Collect from the data below each line with "white".

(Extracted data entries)
◆ ◆ ◆ ◆ ◆

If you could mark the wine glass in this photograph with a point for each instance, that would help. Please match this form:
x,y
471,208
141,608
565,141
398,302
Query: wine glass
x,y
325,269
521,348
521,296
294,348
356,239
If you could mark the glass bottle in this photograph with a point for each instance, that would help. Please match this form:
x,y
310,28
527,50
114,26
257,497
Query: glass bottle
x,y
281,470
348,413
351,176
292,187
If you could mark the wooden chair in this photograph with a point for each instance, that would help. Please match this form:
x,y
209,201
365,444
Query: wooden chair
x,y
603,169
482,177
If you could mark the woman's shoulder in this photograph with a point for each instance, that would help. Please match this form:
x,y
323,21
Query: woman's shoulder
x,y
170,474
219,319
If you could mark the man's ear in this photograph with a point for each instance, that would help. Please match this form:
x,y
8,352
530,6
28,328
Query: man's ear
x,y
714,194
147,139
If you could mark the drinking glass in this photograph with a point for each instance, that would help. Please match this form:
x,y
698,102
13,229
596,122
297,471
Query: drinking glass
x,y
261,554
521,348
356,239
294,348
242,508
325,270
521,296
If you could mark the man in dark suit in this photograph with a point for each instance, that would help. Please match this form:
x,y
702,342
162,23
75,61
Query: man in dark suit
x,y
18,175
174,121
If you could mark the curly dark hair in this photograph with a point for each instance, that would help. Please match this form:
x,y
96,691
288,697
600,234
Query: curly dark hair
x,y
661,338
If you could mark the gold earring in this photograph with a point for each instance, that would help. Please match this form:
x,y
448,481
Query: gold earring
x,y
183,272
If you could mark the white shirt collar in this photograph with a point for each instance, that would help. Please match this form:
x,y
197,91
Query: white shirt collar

◆ ◆ ◆ ◆ ◆

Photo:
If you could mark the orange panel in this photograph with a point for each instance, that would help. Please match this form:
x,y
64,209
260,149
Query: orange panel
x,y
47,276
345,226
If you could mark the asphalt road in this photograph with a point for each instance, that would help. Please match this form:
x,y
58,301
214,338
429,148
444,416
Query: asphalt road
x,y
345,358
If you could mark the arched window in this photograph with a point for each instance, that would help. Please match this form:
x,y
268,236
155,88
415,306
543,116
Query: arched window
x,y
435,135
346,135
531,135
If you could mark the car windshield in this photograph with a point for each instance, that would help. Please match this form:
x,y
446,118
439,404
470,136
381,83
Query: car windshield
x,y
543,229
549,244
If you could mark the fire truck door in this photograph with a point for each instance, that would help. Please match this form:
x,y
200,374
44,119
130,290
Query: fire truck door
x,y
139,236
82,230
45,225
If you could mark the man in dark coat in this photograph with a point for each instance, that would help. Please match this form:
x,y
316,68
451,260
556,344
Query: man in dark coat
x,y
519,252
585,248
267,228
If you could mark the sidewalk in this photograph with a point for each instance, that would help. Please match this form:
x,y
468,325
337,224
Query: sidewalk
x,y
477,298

◆ ◆ ◆ ◆ ◆

Answer to this task
If you could mark the white shirt collar in this photograph with a point for each instance, that would help. Please match this form:
Query: white shirt collar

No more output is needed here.